## Directive
Reproduce only the stretch from the line containing "white wall in this photo." through the line containing "[(330, 62), (27, 79), (135, 88)]", changing "thatched roof" to "tiled roof" and leaving everything else as it is.

## Given records
..........

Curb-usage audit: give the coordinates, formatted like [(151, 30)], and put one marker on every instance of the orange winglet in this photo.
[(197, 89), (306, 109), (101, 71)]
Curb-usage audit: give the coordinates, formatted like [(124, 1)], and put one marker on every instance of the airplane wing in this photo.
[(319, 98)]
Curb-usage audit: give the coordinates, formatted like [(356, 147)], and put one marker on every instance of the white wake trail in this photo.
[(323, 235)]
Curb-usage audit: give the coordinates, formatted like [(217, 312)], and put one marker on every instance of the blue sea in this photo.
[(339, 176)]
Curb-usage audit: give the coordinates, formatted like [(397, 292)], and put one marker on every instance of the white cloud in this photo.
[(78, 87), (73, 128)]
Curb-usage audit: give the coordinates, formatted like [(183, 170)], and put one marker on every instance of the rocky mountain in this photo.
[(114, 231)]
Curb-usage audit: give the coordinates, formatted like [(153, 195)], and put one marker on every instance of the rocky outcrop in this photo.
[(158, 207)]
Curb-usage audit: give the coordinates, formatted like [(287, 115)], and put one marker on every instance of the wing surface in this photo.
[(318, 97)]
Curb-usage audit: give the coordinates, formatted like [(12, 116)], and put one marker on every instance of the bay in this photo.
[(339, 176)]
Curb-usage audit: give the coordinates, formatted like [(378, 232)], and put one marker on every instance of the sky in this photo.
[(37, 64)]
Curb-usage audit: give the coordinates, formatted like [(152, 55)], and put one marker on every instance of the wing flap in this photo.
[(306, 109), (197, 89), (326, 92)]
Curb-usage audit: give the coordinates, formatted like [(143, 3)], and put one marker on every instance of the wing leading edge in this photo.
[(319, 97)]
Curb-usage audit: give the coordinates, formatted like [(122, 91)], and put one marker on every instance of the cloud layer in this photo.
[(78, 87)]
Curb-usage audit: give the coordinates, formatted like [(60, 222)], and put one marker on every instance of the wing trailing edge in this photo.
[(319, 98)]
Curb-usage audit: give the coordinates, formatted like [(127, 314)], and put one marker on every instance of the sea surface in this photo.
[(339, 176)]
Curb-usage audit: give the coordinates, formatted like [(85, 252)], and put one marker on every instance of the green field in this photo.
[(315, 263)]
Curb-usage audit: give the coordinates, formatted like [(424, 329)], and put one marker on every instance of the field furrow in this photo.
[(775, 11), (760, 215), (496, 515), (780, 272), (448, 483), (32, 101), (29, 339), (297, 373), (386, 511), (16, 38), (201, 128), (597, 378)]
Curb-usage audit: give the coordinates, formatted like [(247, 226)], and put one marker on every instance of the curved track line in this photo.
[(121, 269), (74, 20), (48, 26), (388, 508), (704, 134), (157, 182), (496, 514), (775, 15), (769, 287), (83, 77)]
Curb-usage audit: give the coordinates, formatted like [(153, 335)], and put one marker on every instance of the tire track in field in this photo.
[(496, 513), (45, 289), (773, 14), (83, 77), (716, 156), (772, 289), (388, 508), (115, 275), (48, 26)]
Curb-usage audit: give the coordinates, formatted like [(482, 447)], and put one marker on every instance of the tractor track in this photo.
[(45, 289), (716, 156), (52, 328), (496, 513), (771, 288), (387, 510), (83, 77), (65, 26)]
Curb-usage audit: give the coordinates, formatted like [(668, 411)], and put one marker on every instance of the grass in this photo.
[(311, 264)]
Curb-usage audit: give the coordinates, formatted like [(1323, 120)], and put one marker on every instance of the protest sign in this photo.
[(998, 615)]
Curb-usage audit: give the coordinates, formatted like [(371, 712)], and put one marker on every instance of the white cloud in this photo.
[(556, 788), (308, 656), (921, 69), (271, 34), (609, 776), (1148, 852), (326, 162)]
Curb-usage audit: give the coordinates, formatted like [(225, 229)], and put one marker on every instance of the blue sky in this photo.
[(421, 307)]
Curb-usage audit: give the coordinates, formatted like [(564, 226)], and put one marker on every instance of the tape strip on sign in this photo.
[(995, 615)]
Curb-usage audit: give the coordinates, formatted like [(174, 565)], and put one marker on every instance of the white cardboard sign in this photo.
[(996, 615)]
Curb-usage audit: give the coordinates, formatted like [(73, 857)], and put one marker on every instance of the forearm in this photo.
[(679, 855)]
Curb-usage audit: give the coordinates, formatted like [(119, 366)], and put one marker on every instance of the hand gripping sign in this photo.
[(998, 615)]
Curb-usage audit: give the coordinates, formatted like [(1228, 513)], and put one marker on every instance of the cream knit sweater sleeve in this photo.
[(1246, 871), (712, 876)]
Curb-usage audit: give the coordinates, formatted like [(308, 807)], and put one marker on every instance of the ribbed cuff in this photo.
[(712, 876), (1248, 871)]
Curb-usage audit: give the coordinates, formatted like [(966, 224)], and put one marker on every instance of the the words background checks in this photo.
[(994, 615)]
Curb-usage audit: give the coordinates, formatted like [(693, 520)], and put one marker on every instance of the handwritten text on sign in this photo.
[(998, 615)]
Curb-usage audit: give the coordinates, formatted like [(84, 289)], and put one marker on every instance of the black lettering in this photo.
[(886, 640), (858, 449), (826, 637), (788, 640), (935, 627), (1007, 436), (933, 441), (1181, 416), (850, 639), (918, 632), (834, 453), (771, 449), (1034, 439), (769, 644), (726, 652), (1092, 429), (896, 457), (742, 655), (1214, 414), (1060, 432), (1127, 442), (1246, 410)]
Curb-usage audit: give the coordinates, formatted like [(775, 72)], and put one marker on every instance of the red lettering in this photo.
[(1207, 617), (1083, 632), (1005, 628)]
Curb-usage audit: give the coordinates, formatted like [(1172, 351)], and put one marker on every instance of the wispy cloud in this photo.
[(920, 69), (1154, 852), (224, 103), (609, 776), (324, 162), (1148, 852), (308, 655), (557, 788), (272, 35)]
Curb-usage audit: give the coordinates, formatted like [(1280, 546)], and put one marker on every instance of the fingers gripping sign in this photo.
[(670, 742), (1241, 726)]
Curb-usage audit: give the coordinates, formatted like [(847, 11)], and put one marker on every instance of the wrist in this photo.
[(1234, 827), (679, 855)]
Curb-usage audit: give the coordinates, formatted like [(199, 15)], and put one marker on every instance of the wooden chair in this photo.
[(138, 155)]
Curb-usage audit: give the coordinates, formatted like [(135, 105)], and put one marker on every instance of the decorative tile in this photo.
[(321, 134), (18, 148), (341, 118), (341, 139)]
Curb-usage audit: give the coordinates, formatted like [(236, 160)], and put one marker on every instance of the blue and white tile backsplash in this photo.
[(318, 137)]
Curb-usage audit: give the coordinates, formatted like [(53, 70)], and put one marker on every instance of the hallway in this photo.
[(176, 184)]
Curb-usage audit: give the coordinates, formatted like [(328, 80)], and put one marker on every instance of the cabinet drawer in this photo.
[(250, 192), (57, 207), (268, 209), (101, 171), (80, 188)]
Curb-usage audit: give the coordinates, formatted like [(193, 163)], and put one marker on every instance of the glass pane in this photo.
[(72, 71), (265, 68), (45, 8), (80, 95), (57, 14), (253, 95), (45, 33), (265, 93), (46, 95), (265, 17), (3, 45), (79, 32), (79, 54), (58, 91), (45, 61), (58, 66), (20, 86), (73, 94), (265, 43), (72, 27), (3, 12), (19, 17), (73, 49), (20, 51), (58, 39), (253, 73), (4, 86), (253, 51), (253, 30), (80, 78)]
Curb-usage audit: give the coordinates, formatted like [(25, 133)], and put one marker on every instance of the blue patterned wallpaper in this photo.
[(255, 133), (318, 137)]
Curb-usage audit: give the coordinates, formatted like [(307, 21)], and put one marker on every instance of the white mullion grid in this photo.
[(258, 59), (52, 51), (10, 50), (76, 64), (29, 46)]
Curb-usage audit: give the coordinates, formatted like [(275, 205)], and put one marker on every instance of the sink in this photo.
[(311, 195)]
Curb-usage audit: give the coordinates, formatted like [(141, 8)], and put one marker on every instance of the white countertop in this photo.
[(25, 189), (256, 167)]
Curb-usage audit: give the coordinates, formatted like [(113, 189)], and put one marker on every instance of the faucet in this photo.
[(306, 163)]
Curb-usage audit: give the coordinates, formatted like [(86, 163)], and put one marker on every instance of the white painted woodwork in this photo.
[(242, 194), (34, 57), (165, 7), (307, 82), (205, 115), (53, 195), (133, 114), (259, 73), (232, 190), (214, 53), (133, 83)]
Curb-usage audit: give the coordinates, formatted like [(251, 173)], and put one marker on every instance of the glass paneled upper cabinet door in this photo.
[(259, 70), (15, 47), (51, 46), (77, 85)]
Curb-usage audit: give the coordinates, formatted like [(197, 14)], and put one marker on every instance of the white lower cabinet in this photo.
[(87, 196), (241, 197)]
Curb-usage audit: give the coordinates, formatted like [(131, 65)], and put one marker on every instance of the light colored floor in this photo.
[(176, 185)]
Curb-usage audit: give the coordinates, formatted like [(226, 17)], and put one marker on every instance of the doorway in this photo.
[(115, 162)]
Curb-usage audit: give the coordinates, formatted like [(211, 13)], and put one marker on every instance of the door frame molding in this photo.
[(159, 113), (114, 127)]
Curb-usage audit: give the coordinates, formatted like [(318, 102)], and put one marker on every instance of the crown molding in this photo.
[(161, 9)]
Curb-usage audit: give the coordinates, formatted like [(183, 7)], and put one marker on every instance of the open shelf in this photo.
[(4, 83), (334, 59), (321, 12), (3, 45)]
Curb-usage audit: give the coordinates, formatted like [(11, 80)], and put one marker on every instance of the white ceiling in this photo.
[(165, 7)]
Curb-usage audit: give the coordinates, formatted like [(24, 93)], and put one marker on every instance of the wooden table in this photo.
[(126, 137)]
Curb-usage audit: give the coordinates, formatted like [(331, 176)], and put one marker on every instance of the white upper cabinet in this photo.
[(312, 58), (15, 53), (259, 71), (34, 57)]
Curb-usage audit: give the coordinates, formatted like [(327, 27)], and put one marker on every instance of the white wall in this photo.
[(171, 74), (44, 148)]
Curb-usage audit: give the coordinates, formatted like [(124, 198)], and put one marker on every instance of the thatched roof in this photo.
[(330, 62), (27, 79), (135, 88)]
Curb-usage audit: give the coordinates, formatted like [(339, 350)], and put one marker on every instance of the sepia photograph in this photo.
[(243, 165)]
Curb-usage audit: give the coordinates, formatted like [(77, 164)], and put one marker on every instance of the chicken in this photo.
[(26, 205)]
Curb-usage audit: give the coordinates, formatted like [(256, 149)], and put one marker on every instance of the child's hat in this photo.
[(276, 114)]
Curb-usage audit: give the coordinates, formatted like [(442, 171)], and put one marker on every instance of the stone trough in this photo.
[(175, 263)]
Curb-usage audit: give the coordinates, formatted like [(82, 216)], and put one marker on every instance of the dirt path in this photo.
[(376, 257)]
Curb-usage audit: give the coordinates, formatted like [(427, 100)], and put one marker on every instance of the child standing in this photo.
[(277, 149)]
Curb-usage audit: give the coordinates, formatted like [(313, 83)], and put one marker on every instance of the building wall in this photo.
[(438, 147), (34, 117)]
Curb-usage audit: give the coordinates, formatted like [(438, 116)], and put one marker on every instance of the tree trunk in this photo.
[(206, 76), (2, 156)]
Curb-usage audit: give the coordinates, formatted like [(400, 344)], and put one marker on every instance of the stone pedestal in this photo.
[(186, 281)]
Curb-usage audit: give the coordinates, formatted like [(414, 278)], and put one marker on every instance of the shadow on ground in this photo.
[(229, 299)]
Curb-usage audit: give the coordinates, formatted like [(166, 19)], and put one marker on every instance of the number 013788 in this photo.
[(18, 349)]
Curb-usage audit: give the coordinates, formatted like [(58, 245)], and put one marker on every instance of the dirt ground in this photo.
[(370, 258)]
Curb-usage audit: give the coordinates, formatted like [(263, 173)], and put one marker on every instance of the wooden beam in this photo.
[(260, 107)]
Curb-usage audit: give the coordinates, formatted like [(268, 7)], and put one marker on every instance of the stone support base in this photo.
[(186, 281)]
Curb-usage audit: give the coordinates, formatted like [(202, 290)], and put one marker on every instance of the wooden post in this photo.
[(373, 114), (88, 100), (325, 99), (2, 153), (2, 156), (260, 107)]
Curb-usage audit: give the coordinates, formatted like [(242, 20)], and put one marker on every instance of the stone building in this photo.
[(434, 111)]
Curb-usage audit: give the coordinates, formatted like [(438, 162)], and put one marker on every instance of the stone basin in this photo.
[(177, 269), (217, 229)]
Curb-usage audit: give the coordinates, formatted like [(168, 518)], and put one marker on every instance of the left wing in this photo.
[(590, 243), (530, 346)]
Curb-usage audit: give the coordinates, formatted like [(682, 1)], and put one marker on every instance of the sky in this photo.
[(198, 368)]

..........

## Reply
Curb-usage audit: give the coordinates, formatted like [(327, 27)], and put one marker on every instance of the white wall in this photo.
[(171, 74), (44, 148)]
Curb-usage audit: give the coordinates, formatted like [(124, 198)], and put one marker on every instance of the tiled roof in this photo.
[(330, 62), (27, 79), (135, 88)]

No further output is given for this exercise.